### [EXTRACTED TEXT]
● ● ● ●

Daniel Ramirez, MVZ, MSc and Tim Goossens, Ph.D., Business Development Managers “Digestive Performance”, Nutriad International, Belgium
Antibiotic resistance overview
Global meat production increased by almost 20% in the last decade, where the pork and poultry industries showed the highest level of expansion. Rapid urbanization and increasing incomes have had a strongly positive effect on animal protein consumption. Improvements in feed technology and animal production systems have contributed to the shift from extensive to intensive farming operations. However, high-density animal production operations can increase the incidence of disease. Therefore, to prevent disease, livestock and poultry are frequently fed with some antibiotics which are also used for humans. The extensive usage of these antibiotics at low levels for disease prevention (prophylaxis) and for maximizing animal productivity as antibiotic growth promoters (AGPs), to increase growth rate or production of meat, milk, and eggs is concerning. Consequently, the more frequent the antibiotics are used in daily operations, the faster the natural development of resistance. The resistant bacteria can then spread into the environment and enter the food supply chain. In turn, these resistant strains cause diseases in humans, putting both humans and animals at risk due to the threat of treatment failure.
A global health problem
Antimicrobial resistance is a global health problem. The consensus of worldwide experts is that it is dangerous and unjustifiable to use antibiotics that are related to drugs of critical importance in human medicine for prophylactic or growth promotion purposes. An integrated approach that includes strict government regulations, improved farm management, and general animal health status are indispensable for the successful implementation of AGPs ban. As an example, EU countries have reduced their dependency on antibiotics while maintaining a highly productive and intensive systems. Finally, the ban of using medically important antibiotics as AGPs would also open an opportunity for better preservation of future antimicrobials during a time when their efficacy is highly compromised.

● ● ● ●

### [PROBLEM]
Return the full article on antibiotic resistance above, word for word, from the author line through its final sentence.

● ● ● ●

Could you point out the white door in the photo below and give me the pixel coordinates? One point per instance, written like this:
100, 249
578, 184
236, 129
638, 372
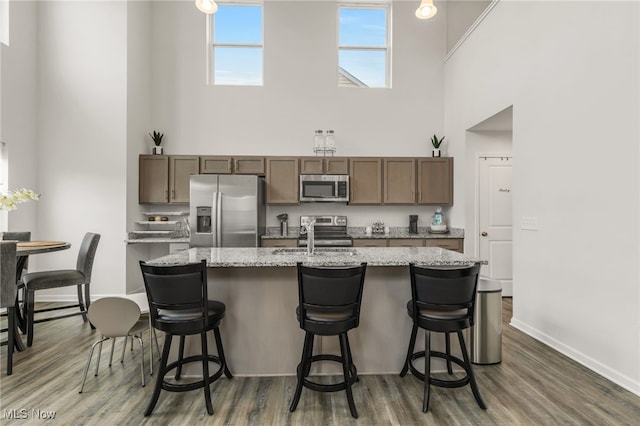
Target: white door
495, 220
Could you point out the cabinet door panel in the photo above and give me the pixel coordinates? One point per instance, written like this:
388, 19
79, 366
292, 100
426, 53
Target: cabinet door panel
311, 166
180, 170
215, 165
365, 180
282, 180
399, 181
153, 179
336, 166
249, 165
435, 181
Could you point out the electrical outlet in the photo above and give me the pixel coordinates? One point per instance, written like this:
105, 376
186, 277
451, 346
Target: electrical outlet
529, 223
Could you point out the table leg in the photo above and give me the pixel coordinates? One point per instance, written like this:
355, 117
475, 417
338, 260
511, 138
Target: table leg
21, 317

● ● ● ●

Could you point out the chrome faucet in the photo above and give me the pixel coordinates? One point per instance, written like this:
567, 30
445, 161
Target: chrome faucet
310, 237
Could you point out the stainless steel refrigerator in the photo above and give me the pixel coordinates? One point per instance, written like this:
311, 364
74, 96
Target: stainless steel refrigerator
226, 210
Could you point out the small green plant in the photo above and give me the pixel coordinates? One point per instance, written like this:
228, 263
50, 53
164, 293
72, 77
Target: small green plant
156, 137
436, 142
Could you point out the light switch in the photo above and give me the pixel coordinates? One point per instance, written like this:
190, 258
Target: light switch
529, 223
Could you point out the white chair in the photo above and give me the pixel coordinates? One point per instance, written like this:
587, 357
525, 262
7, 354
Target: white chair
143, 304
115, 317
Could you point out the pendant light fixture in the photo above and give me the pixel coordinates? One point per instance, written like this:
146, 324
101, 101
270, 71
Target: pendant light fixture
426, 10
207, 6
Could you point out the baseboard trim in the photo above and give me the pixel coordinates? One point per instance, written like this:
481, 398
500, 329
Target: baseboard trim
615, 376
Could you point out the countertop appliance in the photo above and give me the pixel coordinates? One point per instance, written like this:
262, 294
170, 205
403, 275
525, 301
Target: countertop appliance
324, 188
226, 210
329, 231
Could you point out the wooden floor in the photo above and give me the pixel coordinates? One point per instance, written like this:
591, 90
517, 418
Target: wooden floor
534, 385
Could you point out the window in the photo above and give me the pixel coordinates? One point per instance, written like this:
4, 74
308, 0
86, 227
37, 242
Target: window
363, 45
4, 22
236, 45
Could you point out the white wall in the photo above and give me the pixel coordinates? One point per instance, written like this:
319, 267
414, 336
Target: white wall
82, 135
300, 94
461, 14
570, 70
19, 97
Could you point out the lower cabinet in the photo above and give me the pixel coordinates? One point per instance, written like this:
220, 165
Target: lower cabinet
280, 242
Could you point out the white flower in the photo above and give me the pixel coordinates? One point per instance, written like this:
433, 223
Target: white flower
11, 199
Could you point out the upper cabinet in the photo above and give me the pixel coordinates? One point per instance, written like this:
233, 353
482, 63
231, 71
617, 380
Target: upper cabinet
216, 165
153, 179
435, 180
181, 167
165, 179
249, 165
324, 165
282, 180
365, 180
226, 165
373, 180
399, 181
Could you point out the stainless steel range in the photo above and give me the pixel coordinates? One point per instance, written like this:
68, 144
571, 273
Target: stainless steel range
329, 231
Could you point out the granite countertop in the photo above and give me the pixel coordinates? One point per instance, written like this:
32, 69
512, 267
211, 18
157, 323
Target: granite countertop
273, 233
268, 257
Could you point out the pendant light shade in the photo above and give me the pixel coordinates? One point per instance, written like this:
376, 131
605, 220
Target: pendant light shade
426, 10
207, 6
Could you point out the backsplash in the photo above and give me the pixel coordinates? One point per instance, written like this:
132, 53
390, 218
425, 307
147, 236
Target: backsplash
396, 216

● ● ● ●

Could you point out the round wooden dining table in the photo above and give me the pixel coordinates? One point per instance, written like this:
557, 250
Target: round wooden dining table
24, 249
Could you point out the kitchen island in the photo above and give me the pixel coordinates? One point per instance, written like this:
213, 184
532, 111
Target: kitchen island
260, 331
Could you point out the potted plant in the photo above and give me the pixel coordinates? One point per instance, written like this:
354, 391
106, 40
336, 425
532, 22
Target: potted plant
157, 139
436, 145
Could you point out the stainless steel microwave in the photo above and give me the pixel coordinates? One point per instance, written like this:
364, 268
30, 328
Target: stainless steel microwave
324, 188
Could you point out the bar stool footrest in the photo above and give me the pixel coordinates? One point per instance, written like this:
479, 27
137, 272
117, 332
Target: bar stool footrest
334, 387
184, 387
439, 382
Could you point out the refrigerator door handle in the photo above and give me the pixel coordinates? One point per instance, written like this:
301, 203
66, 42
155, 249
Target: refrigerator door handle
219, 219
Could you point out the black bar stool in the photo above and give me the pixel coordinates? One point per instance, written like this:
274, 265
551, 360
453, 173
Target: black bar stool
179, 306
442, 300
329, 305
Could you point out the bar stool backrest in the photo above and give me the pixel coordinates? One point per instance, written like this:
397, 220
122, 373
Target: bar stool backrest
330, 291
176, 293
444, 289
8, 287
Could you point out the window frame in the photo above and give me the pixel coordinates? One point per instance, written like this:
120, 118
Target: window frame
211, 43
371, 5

● ● ● ●

### [WRITTEN SOLUTION]
Daniel Ramirez, MVZ, MSc and Tim Goossens, Ph.D., Business Development Managers “Digestive Performance”, Nutriad International, Belgium
Antibiotic resistance overview
Global meat production increased by almost 20% in the last decade, where the pork and poultry industries showed the highest level of expansion. Rapid urbanization and increasing incomes have had a strongly positive effect on animal protein consumption. Improvements in feed technology and animal production systems have contributed to the shift from extensive to intensive farming operations. However, high-density animal production operations can increase the incidence of disease. Therefore, to prevent disease, livestock and poultry are frequently fed with some antibiotics which are also used for humans. The extensive usage of these antibiotics at low levels for disease prevention (prophylaxis) and for maximizing animal productivity as antibiotic growth promoters (AGPs), to increase growth rate or production of meat, milk, and eggs is concerning. Consequently, the more frequent the antibiotics are used in daily operations, the faster the natural development of resistance. The resistant bacteria can then spread into the environment and enter the food supply chain. In turn, these resistant strains cause diseases in humans, putting both humans and animals at risk due to the threat of treatment failure.
A global health problem
Antimicrobial resistance is a global health problem. The consensus of worldwide experts is that it is dangerous and unjustifiable to use antibiotics that are related to drugs of critical importance in human medicine for prophylactic or growth promotion purposes. An integrated approach that includes strict government regulations, improved farm management, and general animal health status are indispensable for the successful implementation of AGPs ban. As an example, EU countries have reduced their dependency on antibiotics while maintaining a highly productive and intensive systems. Finally, the ban of using medically important antibiotics as AGPs would also open an opportunity for better preservation of future antimicrobials during a time when their efficacy is highly compromised.